◆ **Problem to work on**
Each record below needs to be reproduced precisely, though not its pictures.

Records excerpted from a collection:
++++++

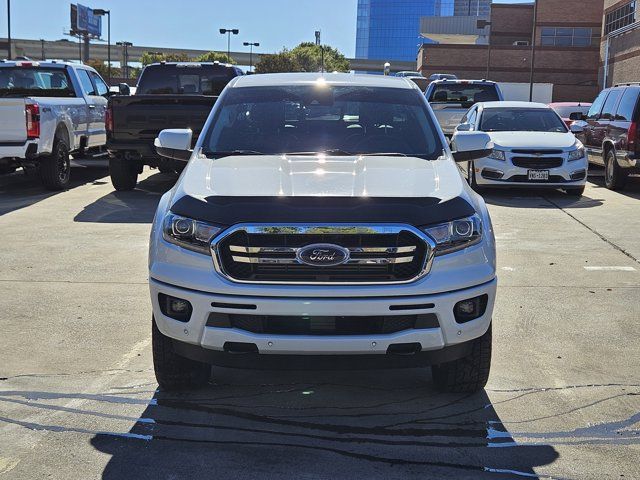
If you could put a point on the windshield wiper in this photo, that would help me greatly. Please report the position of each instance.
(231, 153)
(332, 151)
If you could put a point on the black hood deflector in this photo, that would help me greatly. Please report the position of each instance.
(229, 211)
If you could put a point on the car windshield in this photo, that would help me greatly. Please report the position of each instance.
(340, 120)
(34, 81)
(521, 120)
(565, 111)
(464, 93)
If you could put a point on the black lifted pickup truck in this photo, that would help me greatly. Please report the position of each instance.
(169, 95)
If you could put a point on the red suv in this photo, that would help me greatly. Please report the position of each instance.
(611, 134)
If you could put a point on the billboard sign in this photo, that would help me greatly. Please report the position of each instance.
(84, 21)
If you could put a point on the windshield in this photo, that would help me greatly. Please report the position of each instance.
(35, 81)
(464, 93)
(521, 120)
(565, 111)
(186, 79)
(322, 118)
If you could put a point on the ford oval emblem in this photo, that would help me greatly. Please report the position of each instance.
(323, 255)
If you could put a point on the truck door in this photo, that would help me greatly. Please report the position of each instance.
(97, 106)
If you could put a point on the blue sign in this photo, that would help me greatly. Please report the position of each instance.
(86, 21)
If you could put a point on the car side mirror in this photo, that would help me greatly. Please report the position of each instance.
(124, 89)
(469, 146)
(174, 143)
(576, 128)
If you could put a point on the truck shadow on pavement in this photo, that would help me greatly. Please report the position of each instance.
(19, 190)
(136, 206)
(317, 425)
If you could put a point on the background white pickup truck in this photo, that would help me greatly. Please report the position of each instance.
(48, 110)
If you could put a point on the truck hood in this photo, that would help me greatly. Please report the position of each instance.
(305, 176)
(318, 189)
(533, 139)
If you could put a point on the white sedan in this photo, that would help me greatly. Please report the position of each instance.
(532, 147)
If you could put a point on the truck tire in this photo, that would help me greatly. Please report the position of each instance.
(615, 177)
(468, 374)
(55, 168)
(124, 173)
(174, 372)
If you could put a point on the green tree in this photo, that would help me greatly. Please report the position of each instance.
(309, 56)
(277, 63)
(306, 57)
(215, 57)
(154, 57)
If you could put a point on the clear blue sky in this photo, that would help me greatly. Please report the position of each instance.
(195, 23)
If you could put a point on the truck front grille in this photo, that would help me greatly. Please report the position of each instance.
(270, 254)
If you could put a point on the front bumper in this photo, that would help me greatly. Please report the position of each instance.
(569, 174)
(199, 337)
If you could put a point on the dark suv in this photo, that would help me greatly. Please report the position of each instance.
(611, 134)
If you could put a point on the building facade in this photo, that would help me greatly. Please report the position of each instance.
(620, 47)
(567, 48)
(390, 29)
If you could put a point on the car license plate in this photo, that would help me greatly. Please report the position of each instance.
(538, 174)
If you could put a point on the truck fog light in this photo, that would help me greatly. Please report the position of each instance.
(470, 309)
(176, 308)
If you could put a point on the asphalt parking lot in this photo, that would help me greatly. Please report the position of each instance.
(78, 396)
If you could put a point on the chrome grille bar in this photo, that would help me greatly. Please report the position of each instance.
(241, 249)
(293, 261)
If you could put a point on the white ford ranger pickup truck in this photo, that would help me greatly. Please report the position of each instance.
(322, 222)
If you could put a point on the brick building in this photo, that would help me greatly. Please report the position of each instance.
(567, 48)
(620, 48)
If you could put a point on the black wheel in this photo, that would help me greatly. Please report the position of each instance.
(174, 372)
(468, 374)
(55, 169)
(124, 173)
(575, 191)
(614, 177)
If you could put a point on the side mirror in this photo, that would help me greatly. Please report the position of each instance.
(174, 143)
(124, 89)
(576, 128)
(469, 146)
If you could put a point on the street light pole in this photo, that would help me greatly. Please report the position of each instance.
(228, 32)
(100, 12)
(9, 28)
(533, 49)
(251, 45)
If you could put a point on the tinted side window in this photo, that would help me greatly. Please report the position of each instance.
(627, 104)
(100, 85)
(594, 111)
(609, 109)
(85, 81)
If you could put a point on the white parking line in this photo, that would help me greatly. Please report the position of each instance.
(611, 269)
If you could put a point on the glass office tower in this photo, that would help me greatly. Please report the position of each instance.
(390, 29)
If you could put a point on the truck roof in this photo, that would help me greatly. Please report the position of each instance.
(38, 63)
(289, 79)
(513, 105)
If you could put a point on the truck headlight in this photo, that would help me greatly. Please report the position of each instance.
(498, 155)
(189, 233)
(456, 235)
(576, 154)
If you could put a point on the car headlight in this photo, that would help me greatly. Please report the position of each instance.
(498, 155)
(189, 233)
(456, 235)
(577, 154)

++++++

◆ **Solution to this problem**
If you could put a point on the windshield wiper in this photo, that would help me greatly. Please report the position of each instance.
(231, 153)
(332, 151)
If you could put a point on the black hood deflector in this photo, that would help me greatly. Please report the position of each instance.
(229, 211)
If you could put a point on the car windshield in this photo, that would help me greatly. Please report the position of each instance.
(340, 120)
(34, 81)
(521, 120)
(565, 111)
(464, 93)
If you could put a point on the black lifted pickup truck in this photo, that would help me greatly. Please report the position of each instance.
(169, 95)
If you could put a point on the red suv in this photo, that would help me greatly. Please report the position of each instance.
(611, 134)
If you could put a point on the billboard sign in this photo, that would help me greatly. Please report the position of each instance.
(84, 21)
If you could put a point on the windshield in this photo, that would help me greatly. Please report the position of each instance.
(35, 81)
(464, 93)
(521, 120)
(565, 111)
(186, 79)
(322, 118)
If you could put a point on the ford oval emblem in this photo, that would help me greatly. Please report the position of each instance.
(323, 255)
If you could put a point on the truck door in this photo, that would help me greatly. Please report the position of each instance.
(97, 106)
If you could put a point on the blue sign in this photo, that would help me greatly. Please report the position of each instance.
(86, 21)
If you could put a point on the car side mirror in this photo, that would help me greatly. Please report the position of each instance.
(124, 89)
(469, 146)
(174, 143)
(576, 128)
If you could put a point on the truck shadow on pavement in this photo, that would help me greatly. Please report the position of each instance.
(19, 190)
(136, 206)
(317, 425)
If you could put a point on the background white pickup truck in this photo, that would help me greatly. Please report the position of each instance.
(48, 110)
If you could put a point on the truck hood in this photo, that would help me greatly. Please report the position of each instance.
(305, 176)
(318, 189)
(533, 139)
If you could put a point on the white sedan in this photo, that would help me greatly. Please report the position of each instance.
(532, 147)
If you could put a point on the truck tire in this photo, that would help me greatly. Please report the position of each instance.
(615, 177)
(468, 374)
(55, 168)
(124, 173)
(174, 372)
If you could put a point on the green tree in this photo, that would help me greatly. Please report the position of each instance.
(309, 56)
(277, 63)
(306, 57)
(215, 57)
(154, 57)
If you could put a point on the clear blue sky in this photo, that would help me greatly. Please report the position of each instance.
(195, 23)
If you could put a point on the truck front grille in this photo, that would help me greatly. Please report the position of each instance.
(270, 254)
If you could put a point on the front bumper in this photo, that would help me greatly. Please report the position of each instance.
(569, 174)
(199, 337)
If you could put a point on the dark suv in this photo, that would help me greatly. Please report the position of each instance.
(611, 134)
If you could put a point on the building facade in this photo, that would help me greatly. Please report the position of each instance.
(620, 47)
(567, 48)
(390, 29)
If you could put a point on the car license plate in this photo, that would help me greatly. Please report the position of each instance.
(538, 174)
If you could put a point on the truck fog light in this photo, that would help me greatly. Please report the position of each instance.
(470, 309)
(176, 308)
If you could put a point on the asphalt parking lot in this photo, that would help me greatly. Please report the position of each instance.
(78, 396)
If you could put a point on the chrome grille bar in this photo, that would help me greatly. Please report the position of each instance.
(241, 249)
(293, 261)
If you could put a point on the white ford ranger pickup truck in this photo, that would help me greatly. Please report the position of each instance.
(322, 222)
If you could put a point on the brick building in this photo, that would help me greatly. Please report the position of each instance.
(567, 48)
(620, 48)
If you could put a point on the black wheel in this photo, that would help me greatly. Please report the position of each instance.
(174, 372)
(468, 374)
(55, 169)
(124, 173)
(575, 191)
(614, 177)
If you could put a point on the side mirror in this photo, that would help me greatly. Please report the position of each instance.
(174, 143)
(124, 89)
(576, 128)
(469, 146)
If you could put a point on the street light pole in this photo, that would help me greatly. Please report the position of each instance.
(228, 32)
(100, 12)
(9, 28)
(533, 49)
(251, 45)
If you could put a point on the tinted side window in this photo, that would help me greatly. Please report the position of each instance.
(627, 104)
(100, 85)
(594, 111)
(609, 109)
(85, 81)
If you could put a point on the white parking line in this photo, that would help me greatly. Please report the position of each instance.
(611, 269)
If you could put a point on the glass office tower in this photo, that would help me greatly. Please report the position of each instance.
(390, 29)
If you could put a point on the truck roof in this photo, that would help me greatly. Please report the position of each instance.
(38, 63)
(289, 79)
(513, 105)
If you could put a point on the truck headlight in this photo, that would help me greatly. Please report the position of each instance.
(498, 155)
(189, 233)
(456, 235)
(576, 154)
If you could put a point on the car headlight in this photo, that would help me greatly. Please report the position of each instance.
(498, 155)
(189, 233)
(456, 235)
(577, 154)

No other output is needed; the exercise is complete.